Segmentation mask data:
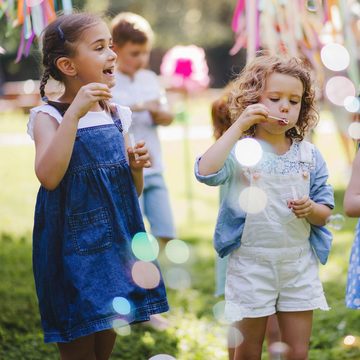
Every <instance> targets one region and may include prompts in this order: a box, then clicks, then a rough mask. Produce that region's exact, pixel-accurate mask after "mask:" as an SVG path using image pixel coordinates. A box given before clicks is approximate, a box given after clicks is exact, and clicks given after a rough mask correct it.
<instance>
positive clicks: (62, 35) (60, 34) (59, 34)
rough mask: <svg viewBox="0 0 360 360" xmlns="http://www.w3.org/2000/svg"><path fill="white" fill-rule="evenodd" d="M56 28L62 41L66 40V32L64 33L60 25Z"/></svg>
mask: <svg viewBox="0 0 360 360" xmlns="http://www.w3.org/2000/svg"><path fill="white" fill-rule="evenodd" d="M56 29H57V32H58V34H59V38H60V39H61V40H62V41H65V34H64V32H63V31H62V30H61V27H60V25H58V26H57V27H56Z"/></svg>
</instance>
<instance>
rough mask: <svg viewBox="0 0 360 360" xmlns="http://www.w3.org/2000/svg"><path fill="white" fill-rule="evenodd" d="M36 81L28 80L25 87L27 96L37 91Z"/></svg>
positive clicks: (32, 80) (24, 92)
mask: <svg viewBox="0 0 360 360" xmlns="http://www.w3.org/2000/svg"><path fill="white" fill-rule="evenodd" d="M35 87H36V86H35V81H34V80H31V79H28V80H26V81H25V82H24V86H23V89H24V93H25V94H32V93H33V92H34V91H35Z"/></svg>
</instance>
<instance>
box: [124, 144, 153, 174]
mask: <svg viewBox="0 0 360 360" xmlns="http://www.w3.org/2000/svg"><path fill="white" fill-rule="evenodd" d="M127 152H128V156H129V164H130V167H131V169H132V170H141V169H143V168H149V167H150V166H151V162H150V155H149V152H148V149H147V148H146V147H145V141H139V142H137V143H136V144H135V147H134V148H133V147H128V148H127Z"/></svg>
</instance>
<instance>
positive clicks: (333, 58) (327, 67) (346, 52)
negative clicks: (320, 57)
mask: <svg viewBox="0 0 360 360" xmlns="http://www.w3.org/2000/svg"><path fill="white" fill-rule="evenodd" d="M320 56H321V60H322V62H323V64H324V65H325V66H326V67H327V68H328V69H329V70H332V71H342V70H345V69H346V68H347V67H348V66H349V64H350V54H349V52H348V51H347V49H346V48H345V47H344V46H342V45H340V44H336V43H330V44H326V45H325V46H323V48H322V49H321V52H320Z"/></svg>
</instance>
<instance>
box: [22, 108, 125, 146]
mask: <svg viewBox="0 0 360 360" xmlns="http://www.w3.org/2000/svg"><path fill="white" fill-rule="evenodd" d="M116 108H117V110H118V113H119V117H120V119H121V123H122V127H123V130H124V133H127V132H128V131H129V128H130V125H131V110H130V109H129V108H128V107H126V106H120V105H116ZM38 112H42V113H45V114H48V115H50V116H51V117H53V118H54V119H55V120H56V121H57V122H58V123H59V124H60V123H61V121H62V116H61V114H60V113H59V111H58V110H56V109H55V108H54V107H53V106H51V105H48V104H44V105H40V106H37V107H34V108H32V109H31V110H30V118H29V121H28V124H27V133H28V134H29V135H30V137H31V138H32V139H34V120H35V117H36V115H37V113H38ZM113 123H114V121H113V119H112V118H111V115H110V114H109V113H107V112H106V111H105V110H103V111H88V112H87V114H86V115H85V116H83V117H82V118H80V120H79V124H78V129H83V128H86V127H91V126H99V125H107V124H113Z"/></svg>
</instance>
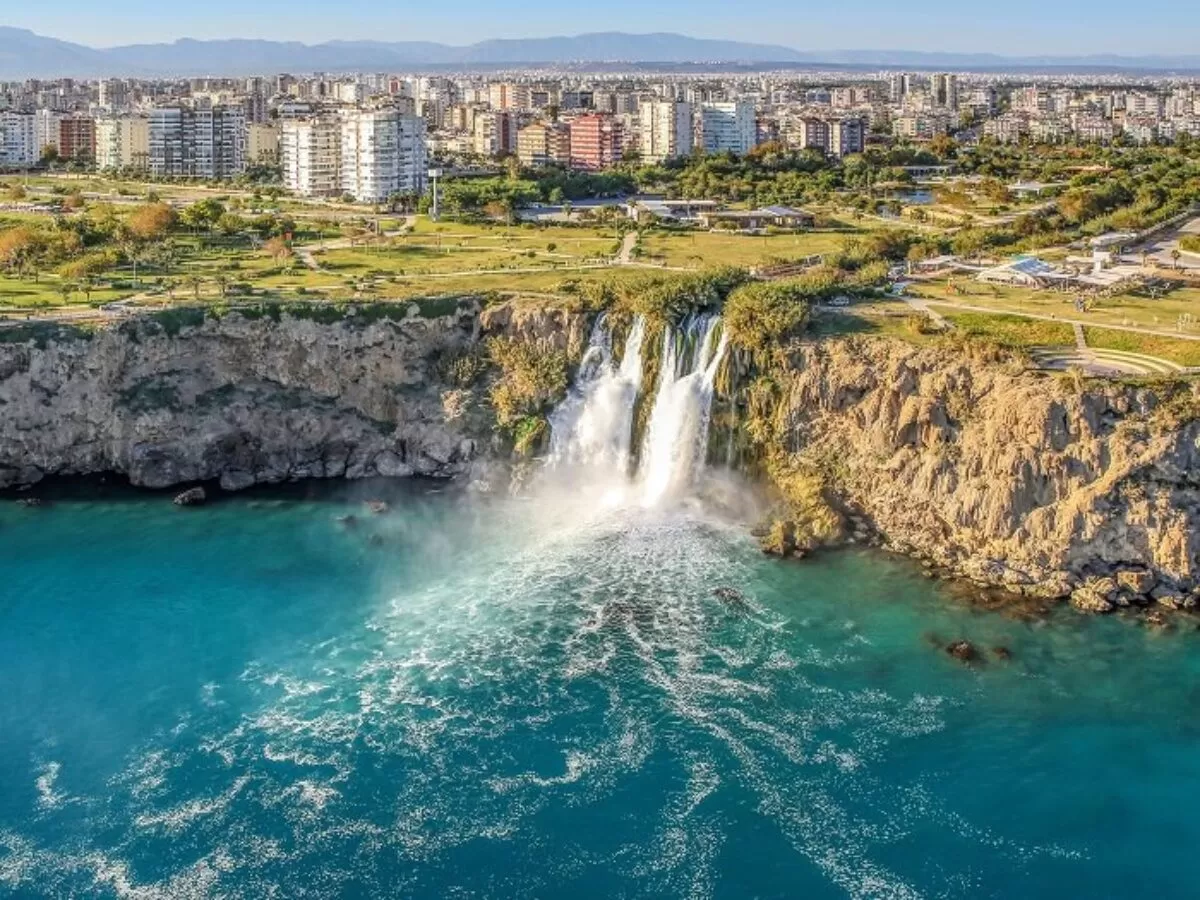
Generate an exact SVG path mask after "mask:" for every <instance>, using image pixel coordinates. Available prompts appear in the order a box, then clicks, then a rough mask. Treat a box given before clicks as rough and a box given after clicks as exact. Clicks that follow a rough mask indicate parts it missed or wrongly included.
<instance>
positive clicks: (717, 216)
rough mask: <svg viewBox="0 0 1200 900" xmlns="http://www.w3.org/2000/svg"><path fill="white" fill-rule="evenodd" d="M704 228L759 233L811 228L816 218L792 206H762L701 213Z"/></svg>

### ASSIGNED TASK
All lines above from the one with "positive clicks: (32, 80) (24, 92)" to the one with "positive clicks: (333, 58)", inclusive, should be copied exactly, and no other lines.

### OUTPUT FOR THIS EXERCISE
positive clicks: (32, 80) (24, 92)
mask: <svg viewBox="0 0 360 360" xmlns="http://www.w3.org/2000/svg"><path fill="white" fill-rule="evenodd" d="M35 87H36V86H35V81H34V80H31V79H28V80H26V81H25V82H24V86H23V89H24V93H25V94H32V93H33V92H34V91H35Z"/></svg>
</instance>
<instance>
box: [124, 144, 153, 174]
mask: <svg viewBox="0 0 360 360" xmlns="http://www.w3.org/2000/svg"><path fill="white" fill-rule="evenodd" d="M127 152H128V156H129V164H130V167H131V169H132V170H141V169H143V168H149V167H150V166H151V162H150V155H149V152H148V149H147V148H146V147H145V141H139V142H137V143H136V144H135V147H134V148H133V147H128V148H127Z"/></svg>
</instance>
<instance>
positive clicks: (333, 58) (327, 67) (346, 52)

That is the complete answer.